+++ DOCUMENT SECTION +++
It's extremely buggy.
If all insects were wiped off the planet, most life would end. If all human beings were wiped off the planet, life would flourish. That might put the importance of our species in much-needed perspective, but after playing Earth Defense Force: Insect Armageddon, I don't care. Anything with more than four legs is going down.
Insect Armageddon knows what it is—a cooperative third-person fragfest with the heart of an arcade twin-stick shooter—and it doesn't apologize. Sure, it's not the most intellectual or the most polished shooter on the rack, but it delivers where it counts. It knows that you want to shoot swarms of giant bugs with cool weapons and a couple of friends without having to worry about a complicated story.
The sense of scale between you, the bugs, and the city skyscrapers is extraordinary, and unlike the original Earth Defense Force, the frame-rate chugs only when there's a horde of ants and spiders, flying gunships and carriers, and a couple of gargantuan Hector robots parading the streets. With rows of exploding cars, destructible buildings ready to fall at the whim of a missile launcher, and the gift of infinite ammo, New Detroit is a merrymaking festival of demolition.
Whether it's firing and switching between assault rifles and grenade launchers, locking on incredibly irritating wasps with a burst of four homing missiles, reloading your gun with a precision bar that Gears of War fans will immediately recognize, or dodging the poisonous spit of twenty-four oncoming ants, firefights keep the intensity high throughout a level. Gaining points fills your experience meter towards upgrading one of four classes—trooper, tactical, jet, and battle—and earning higher-tier weapons. Anyone hoping to get through Campaign on veteran and elite difficulties as well as waves of multi-legged spawn in Survival and Campaign Remix may want to grind.
The trouble is that after about five levels of vaporizing bugs, the formula begins to wear out. The game introduces new weapons and enemies through its three-chapter campaign, but there are only so many anthills you can plant explosives on, so many gunships you can shoot down, and so many lines of dialogue that you can hear over again before the game loses its luster. Leveling up also takes too long with only eight tiers, spreading weapon upgrades too thin despite being able to pick up new gear as items drops from difficult enemies. It's also obvious that this doesn't have the best production values with merely satisfactory graphics, narration where you have to follow instructions seemingly from customer service based somewhere in India, and only two options for controller setup.
Earth Defense Force: Insect Armageddon isn't some fancy-ass, top-of-the-line flea bomb, but an inexpensive can of Raid that gets the job done. It's appropriately priced at forty dollars $40 at retail, even though I can see it knocking it out of the park as a $20 downloadable title. The ending for the campaign's normal difficulty hints at the possibility of a better ending on the harder difficulty settings, and the desire to wield a tier-eight weapon will likely lure a small community of followers to replay the title more than once. Anything that reinforces the killing of apocalyptic bugs is fine by me. I mean, it never hurts to get in some practice, right?
+++
WHAT TO WORK ON:
1. Set down the part of the Insect Armageddon review that opens with the words containing "The trouble is" and closes with "for controller setup.", word for word.
2. According to the Insect Armageddon review, which four classes can experience points go toward upgrading?
The records that follow have nothing to do with the Insect Armageddon review.
+++ MATERIAL PROVIDED +++
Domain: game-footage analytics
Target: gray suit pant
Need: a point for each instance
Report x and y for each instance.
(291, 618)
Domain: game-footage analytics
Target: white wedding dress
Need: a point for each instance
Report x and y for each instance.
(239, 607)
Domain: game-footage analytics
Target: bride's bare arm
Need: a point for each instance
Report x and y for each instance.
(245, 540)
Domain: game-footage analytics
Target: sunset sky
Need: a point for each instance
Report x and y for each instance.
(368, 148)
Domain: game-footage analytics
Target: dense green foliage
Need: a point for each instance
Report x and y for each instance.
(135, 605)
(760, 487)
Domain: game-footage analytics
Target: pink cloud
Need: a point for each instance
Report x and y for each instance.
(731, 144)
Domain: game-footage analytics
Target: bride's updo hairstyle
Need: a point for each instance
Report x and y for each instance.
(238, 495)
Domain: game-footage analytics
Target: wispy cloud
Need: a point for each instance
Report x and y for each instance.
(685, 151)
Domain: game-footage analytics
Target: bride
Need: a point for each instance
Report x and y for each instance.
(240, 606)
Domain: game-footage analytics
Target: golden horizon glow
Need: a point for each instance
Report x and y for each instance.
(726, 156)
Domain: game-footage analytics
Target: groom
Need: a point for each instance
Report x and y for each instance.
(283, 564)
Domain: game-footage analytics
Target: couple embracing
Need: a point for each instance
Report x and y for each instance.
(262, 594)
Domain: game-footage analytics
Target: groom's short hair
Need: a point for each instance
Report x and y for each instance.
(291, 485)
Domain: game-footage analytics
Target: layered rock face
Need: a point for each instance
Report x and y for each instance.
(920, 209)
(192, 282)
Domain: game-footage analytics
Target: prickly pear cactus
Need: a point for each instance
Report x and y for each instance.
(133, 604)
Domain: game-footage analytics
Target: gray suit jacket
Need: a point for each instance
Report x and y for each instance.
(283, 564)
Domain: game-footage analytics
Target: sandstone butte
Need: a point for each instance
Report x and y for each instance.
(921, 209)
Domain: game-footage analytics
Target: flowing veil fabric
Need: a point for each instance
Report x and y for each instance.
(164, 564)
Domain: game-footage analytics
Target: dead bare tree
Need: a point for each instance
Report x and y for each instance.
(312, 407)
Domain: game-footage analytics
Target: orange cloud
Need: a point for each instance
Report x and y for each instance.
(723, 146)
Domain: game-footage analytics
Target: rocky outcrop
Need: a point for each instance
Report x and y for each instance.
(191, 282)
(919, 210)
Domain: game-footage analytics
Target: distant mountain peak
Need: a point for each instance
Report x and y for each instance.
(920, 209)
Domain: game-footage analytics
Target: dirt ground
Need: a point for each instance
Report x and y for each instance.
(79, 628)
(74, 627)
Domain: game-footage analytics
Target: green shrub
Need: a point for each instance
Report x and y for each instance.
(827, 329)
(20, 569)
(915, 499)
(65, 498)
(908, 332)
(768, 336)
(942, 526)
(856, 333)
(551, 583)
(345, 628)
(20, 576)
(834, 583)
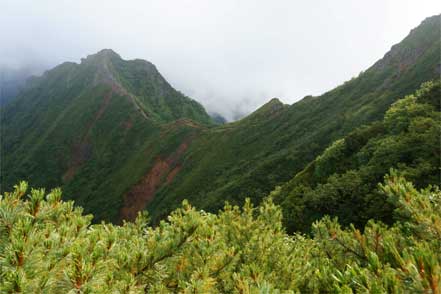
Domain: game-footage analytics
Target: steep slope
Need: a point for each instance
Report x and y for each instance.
(342, 181)
(95, 128)
(119, 138)
(250, 157)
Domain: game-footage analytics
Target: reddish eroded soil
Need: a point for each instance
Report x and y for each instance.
(82, 150)
(164, 170)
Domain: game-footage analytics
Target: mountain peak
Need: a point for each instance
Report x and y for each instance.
(106, 53)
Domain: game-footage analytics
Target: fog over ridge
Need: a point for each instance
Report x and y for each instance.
(232, 56)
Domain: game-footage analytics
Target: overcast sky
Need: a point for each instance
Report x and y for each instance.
(230, 55)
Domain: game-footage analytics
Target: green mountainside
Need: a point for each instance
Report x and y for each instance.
(118, 138)
(339, 193)
(95, 128)
(248, 158)
(342, 181)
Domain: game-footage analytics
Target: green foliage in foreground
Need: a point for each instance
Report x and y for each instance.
(342, 180)
(47, 245)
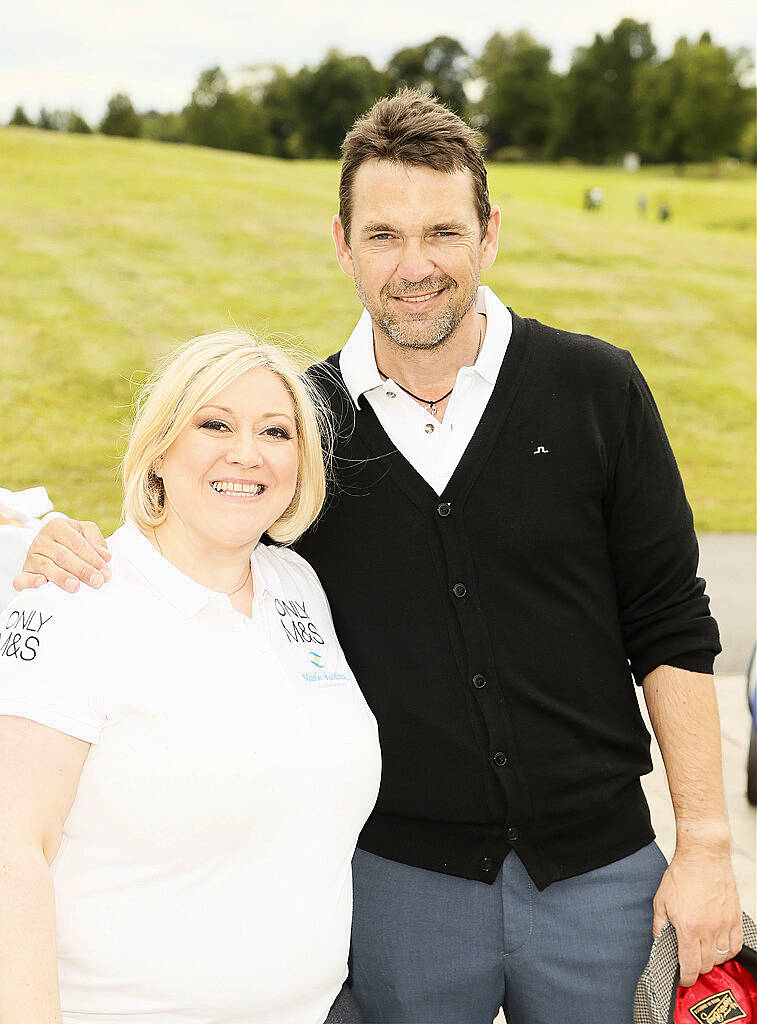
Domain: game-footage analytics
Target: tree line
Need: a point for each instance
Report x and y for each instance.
(618, 96)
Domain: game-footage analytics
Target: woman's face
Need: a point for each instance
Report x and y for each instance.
(233, 470)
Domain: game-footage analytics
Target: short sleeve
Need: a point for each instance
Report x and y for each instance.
(48, 662)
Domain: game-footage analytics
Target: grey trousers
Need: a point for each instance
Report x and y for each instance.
(428, 948)
(344, 1010)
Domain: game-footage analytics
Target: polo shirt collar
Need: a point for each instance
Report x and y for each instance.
(185, 594)
(358, 359)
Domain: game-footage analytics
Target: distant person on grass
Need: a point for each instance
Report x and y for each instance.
(181, 785)
(508, 547)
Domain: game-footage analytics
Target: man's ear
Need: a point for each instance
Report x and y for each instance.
(490, 243)
(343, 252)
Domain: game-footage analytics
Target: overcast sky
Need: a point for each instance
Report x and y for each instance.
(79, 53)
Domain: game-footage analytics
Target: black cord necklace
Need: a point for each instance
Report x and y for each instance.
(431, 402)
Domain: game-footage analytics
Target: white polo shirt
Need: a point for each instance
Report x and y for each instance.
(204, 876)
(434, 449)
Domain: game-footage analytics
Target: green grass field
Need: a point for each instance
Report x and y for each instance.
(113, 251)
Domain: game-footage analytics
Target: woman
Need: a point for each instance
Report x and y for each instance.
(185, 756)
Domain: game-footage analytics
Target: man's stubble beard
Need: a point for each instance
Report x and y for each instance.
(435, 332)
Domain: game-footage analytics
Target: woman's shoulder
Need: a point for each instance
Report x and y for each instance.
(283, 567)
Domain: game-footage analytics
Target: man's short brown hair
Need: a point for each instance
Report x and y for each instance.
(415, 129)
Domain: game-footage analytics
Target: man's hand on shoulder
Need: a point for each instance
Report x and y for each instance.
(699, 896)
(65, 552)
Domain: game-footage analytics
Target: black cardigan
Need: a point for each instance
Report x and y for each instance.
(491, 628)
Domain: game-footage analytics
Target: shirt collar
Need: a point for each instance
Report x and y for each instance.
(358, 360)
(185, 594)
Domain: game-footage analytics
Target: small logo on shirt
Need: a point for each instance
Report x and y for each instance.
(717, 1009)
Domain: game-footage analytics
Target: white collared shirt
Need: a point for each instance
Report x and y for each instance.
(434, 449)
(204, 873)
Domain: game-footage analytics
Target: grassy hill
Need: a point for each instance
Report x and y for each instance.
(112, 251)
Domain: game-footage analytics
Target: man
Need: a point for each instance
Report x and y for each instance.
(506, 544)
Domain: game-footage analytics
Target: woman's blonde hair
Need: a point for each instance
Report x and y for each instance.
(184, 382)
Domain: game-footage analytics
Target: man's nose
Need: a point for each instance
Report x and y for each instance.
(415, 261)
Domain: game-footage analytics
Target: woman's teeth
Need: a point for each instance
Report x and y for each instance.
(226, 487)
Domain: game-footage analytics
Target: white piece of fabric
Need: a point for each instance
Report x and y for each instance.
(204, 875)
(24, 506)
(14, 542)
(25, 509)
(433, 449)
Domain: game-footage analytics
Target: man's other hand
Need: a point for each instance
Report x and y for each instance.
(65, 552)
(699, 896)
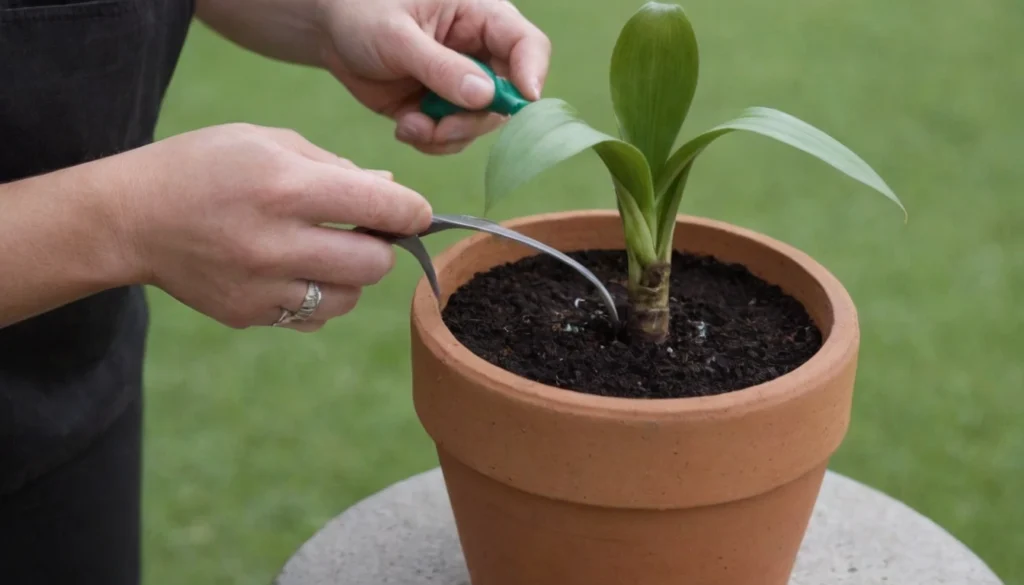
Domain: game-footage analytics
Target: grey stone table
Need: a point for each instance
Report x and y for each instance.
(406, 535)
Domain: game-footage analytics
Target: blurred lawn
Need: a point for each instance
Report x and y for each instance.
(256, 437)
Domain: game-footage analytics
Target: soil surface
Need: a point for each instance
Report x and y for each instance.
(539, 319)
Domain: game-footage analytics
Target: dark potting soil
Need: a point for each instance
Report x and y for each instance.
(542, 321)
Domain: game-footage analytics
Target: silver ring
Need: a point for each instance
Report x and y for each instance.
(309, 304)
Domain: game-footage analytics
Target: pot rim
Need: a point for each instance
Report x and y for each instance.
(839, 341)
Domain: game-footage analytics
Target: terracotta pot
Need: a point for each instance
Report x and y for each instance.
(553, 487)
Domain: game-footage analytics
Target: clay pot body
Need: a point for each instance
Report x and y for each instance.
(553, 487)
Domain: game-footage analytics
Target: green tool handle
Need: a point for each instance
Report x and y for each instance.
(507, 99)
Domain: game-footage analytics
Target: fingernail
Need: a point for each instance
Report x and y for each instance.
(408, 133)
(477, 90)
(457, 135)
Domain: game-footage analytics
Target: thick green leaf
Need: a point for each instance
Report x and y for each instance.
(668, 207)
(548, 132)
(783, 128)
(654, 68)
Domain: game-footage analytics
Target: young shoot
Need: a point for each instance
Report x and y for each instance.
(653, 77)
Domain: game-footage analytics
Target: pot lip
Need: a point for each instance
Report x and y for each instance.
(839, 346)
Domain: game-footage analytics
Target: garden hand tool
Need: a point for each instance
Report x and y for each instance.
(414, 245)
(507, 101)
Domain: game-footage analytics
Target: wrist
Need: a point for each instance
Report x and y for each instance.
(97, 196)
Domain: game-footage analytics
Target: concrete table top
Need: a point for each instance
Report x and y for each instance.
(406, 535)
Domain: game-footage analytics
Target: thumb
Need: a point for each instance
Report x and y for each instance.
(451, 75)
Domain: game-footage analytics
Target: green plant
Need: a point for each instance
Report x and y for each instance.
(653, 76)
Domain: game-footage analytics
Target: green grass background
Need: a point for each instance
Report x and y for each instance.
(255, 439)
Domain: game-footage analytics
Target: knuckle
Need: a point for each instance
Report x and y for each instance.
(444, 71)
(375, 206)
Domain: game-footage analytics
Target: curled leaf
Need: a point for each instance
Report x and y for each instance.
(653, 77)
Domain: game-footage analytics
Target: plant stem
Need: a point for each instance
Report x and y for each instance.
(648, 296)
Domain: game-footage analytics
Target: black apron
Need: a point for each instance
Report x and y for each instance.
(79, 80)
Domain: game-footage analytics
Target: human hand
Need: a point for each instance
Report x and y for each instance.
(389, 52)
(228, 219)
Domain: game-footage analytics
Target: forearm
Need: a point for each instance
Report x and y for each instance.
(59, 241)
(284, 30)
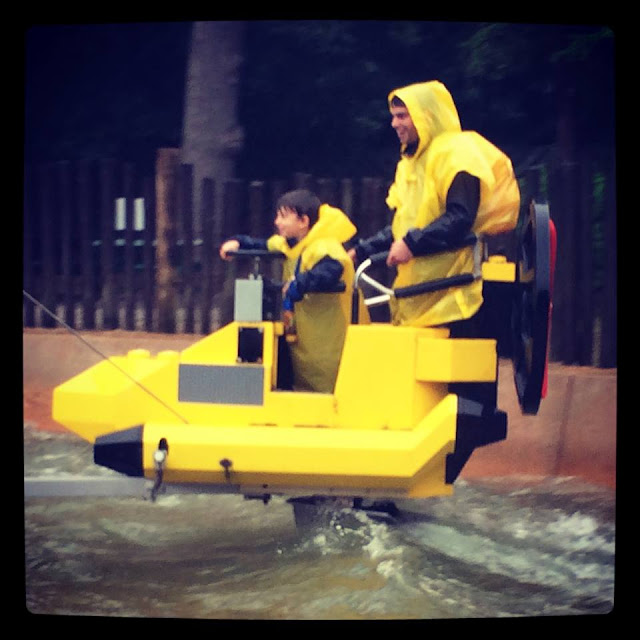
+++
SOLVED TASKS:
1.
The trouble is that after about five levels of vaporizing bugs, the formula begins to wear out. The game introduces new weapons and enemies through its three-chapter campaign, but there are only so many anthills you can plant explosives on, so many gunships you can shoot down, and so many lines of dialogue that you can hear over again before the game loses its luster. Leveling up also takes too long with only eight tiers, spreading weapon upgrades too thin despite being able to pick up new gear as items drops from difficult enemies. It's also obvious that this doesn't have the best production values with merely satisfactory graphics, narration where you have to follow instructions seemingly from customer service based somewhere in India, and only two options for controller setup.

2. Trooper, tactical, jet, and battle.